What you will do =
Repeat the material exactly, leaving nothing out.

Dataset rows on where objects appear:
* Begin *

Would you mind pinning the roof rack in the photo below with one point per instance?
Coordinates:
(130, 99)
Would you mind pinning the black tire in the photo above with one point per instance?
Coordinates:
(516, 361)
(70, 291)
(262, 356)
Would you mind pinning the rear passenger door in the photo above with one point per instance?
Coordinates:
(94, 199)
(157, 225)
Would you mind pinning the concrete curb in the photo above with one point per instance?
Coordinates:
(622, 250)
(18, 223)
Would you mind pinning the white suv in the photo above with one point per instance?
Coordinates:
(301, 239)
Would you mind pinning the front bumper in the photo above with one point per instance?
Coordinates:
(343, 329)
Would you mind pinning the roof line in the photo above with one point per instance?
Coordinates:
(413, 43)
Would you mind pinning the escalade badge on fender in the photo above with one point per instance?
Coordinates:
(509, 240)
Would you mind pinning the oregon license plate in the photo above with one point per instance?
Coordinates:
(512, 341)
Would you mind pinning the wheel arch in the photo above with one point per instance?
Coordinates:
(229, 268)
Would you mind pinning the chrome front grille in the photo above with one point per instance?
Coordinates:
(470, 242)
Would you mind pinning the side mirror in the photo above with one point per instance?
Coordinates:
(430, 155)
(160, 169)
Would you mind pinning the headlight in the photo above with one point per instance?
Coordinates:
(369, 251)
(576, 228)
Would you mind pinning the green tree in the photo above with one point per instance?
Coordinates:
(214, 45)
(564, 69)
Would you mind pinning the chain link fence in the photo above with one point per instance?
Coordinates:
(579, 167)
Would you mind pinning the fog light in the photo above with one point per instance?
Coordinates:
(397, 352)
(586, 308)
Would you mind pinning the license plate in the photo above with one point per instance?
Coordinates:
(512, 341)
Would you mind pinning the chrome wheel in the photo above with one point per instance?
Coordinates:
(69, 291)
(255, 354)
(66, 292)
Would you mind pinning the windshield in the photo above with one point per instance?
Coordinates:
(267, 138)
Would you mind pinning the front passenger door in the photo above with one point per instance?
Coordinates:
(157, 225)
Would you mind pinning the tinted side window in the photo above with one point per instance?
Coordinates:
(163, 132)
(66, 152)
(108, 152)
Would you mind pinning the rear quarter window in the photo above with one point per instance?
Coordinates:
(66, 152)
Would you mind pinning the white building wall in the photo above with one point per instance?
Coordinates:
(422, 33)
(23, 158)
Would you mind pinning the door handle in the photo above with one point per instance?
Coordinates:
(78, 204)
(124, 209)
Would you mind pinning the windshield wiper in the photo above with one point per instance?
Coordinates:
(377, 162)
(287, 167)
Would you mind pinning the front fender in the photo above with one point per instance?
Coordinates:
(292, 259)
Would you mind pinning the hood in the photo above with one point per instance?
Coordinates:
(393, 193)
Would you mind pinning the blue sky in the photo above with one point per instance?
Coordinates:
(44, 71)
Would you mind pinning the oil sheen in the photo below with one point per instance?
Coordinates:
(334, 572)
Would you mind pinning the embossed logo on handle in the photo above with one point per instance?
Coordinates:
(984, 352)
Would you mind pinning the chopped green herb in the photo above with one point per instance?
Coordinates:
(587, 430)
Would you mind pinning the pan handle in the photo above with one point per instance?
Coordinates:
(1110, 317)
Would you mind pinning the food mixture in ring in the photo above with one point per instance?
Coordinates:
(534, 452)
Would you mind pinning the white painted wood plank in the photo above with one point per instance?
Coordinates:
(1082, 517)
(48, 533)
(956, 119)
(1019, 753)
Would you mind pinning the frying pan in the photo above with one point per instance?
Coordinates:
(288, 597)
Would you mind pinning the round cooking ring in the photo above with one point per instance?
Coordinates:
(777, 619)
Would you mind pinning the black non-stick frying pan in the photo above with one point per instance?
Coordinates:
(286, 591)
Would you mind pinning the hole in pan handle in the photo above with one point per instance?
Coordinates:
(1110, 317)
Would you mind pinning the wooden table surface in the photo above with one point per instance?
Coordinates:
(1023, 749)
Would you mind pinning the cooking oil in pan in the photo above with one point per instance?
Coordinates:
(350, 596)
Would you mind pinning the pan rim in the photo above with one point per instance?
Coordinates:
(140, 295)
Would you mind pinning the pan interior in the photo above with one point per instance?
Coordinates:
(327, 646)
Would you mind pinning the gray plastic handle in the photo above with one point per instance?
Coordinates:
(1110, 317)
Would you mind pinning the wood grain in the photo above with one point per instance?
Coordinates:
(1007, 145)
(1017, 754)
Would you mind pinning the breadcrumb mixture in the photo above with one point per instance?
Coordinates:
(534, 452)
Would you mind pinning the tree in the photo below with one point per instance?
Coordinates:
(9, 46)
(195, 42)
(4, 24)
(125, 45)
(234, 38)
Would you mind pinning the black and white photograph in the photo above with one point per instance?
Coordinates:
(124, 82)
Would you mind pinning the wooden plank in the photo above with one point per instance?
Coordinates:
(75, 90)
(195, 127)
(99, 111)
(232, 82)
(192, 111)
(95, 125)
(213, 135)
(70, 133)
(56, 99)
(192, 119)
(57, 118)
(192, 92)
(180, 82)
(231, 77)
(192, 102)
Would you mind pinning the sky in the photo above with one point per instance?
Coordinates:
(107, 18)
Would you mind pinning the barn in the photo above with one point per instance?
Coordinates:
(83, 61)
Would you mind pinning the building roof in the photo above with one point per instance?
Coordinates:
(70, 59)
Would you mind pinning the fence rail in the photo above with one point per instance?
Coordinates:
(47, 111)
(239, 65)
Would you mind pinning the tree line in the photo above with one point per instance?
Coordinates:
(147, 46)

* End *

Response to this exercise =
Would you mind pinning the roof rack in the photo below with one point per instance?
Coordinates:
(130, 99)
Would you mind pinning the black tire in the photo above with one point per instance?
Coordinates:
(516, 361)
(70, 291)
(262, 356)
Would you mind pinning the rear passenger door in the photo above with one point per instance?
Coordinates:
(94, 199)
(157, 225)
Would you mind pinning the concrete curb in the photo above with one point per instance?
Coordinates:
(622, 250)
(18, 223)
Would you mind pinning the white suv in the photo above with one point per instance?
Coordinates:
(301, 239)
Would you mind pinning the front bumper in the photo above with one point per instance?
Coordinates:
(343, 329)
Would you mind pinning the roof line in the photo above with one point per instance?
Coordinates:
(413, 43)
Would you mind pinning the escalade badge on fender in the photo above with one point per instance?
Coordinates:
(509, 240)
Would you mind pinning the oregon license plate in the photo above with one point per instance?
Coordinates:
(512, 341)
Would you mind pinning the wheel arch in the photo above with one point per instance?
Coordinates:
(229, 268)
Would you mind pinning the chrome front grille in the photo above with one point per instance?
Coordinates:
(470, 242)
Would you mind pinning the side mirror in the photo above with one point per instance?
Coordinates:
(430, 155)
(160, 169)
Would you mind pinning the headlight in the photo above with one point per instance?
Coordinates:
(369, 251)
(576, 228)
Would you mind pinning the green tree in the photo above with one point per instance?
Coordinates:
(214, 45)
(564, 69)
Would you mind pinning the chain link fence in the photo above with one point per instance?
Coordinates:
(579, 167)
Would you mind pinning the fog light in the photo above with one point per instance?
Coordinates:
(397, 352)
(586, 308)
Would you mind pinning the license plate in the photo above with one point per instance?
Coordinates:
(512, 341)
Would you mind pinning the chrome wheel in the photo above with one point per instance?
Coordinates:
(69, 291)
(255, 354)
(66, 292)
Would you mind pinning the windshield in the photo above with one point per instance?
Coordinates:
(267, 138)
Would you mind pinning the front passenger door in the photo above with one point per instance?
Coordinates:
(157, 225)
Would you mind pinning the tinted side window in the photo above with one point per instance?
Coordinates:
(163, 132)
(66, 152)
(108, 152)
Would you mind pinning the rear quarter window in the photo above with one point per instance?
Coordinates:
(66, 152)
Would you mind pinning the white building wall in the photo above with one point per instance?
Coordinates:
(422, 33)
(23, 158)
Would you mind pinning the door handle in the photo above with one point per instance?
Coordinates:
(78, 204)
(124, 209)
Would you mind pinning the windshield wiper in the photo above with one point per instance?
Coordinates:
(377, 162)
(287, 167)
Would you mind pinning the front fender in the photo above with one point per instance?
Coordinates:
(292, 259)
Would you mind pinning the hood in the photo above with one point per instance?
Coordinates:
(393, 193)
Would you mind pinning the blue sky in the photo above with one point per instance?
Coordinates:
(44, 71)
Would you mind pinning the oil sheen in the photo below with one point per instance?
Coordinates:
(334, 572)
Would you mind pinning the embossed logo on handle in the photo above with one point per instance?
Coordinates:
(984, 352)
Would you mind pinning the chopped green herb in the photo above with one point per instance?
Coordinates:
(587, 430)
Would you mind pinning the pan handle in the photo above with one point per instance?
Coordinates:
(1110, 317)
Would you mind pinning the food mixture in ring in the photo above with one point per instance?
Coordinates:
(534, 452)
Would you mind pinning the white painted wood plank in the photo above with one point per instance?
Coordinates:
(1082, 517)
(48, 533)
(956, 119)
(1019, 753)
Would you mind pinning the frying pan in the photo above with one point per instance?
Coordinates:
(288, 597)
Would you mind pinning the round cooking ring in the photo above with one point per instance?
Coordinates:
(777, 619)
Would you mind pinning the black non-stick frying pan in the photo above with one point per instance?
Coordinates:
(286, 591)
Would you mind pinning the hole in pan handle in the photo above with one point per instance?
Coordinates:
(1110, 317)
Would you mind pinning the wooden table surface in the photo above with one point per instance?
Coordinates:
(1023, 749)
Would you mind pinning the cooking oil in pan in the photo above with one point per instance?
Coordinates:
(350, 596)
Would you mind pinning the pan rim in the photo above with one point per instance?
Coordinates:
(140, 295)
Would you mind pinning the pan interior in the photo above with one point per instance?
Coordinates:
(327, 646)
Would you mind pinning the gray plastic handle in the photo above with one point per instance?
Coordinates:
(1110, 317)
Would you mind pinning the wood grain in the photo above with one point per instance?
Coordinates:
(1007, 145)
(1017, 754)
Would you mind pinning the breadcrumb mixture in the photo above with one point per instance?
Coordinates:
(534, 452)
Would you mind pinning the tree in the photo below with one point per instance?
Coordinates:
(9, 46)
(195, 42)
(4, 24)
(125, 45)
(234, 38)
Would you mind pinning the black and white photograph in the photo above with one point per instance?
Coordinates:
(124, 82)
Would you mind pinning the wooden plank in the photo above with one point per instance?
Coordinates:
(75, 90)
(195, 127)
(99, 111)
(232, 82)
(192, 111)
(95, 125)
(213, 135)
(70, 133)
(56, 99)
(192, 119)
(57, 118)
(192, 92)
(180, 82)
(231, 77)
(192, 102)
Would you mind pinning the sky in the photo above with one point per instance?
Coordinates:
(107, 18)
Would you mind pinning the barn in the photo above with one point per instance?
Coordinates:
(83, 61)
Would you mind pinning the building roof in the photo above with one point per instance?
Coordinates:
(70, 59)
Would you mind pinning the fence rail in the photo above with one point per instance?
Coordinates:
(47, 111)
(239, 65)
Would you mind pinning the tree line in the photo above with one point per instance?
Coordinates:
(147, 46)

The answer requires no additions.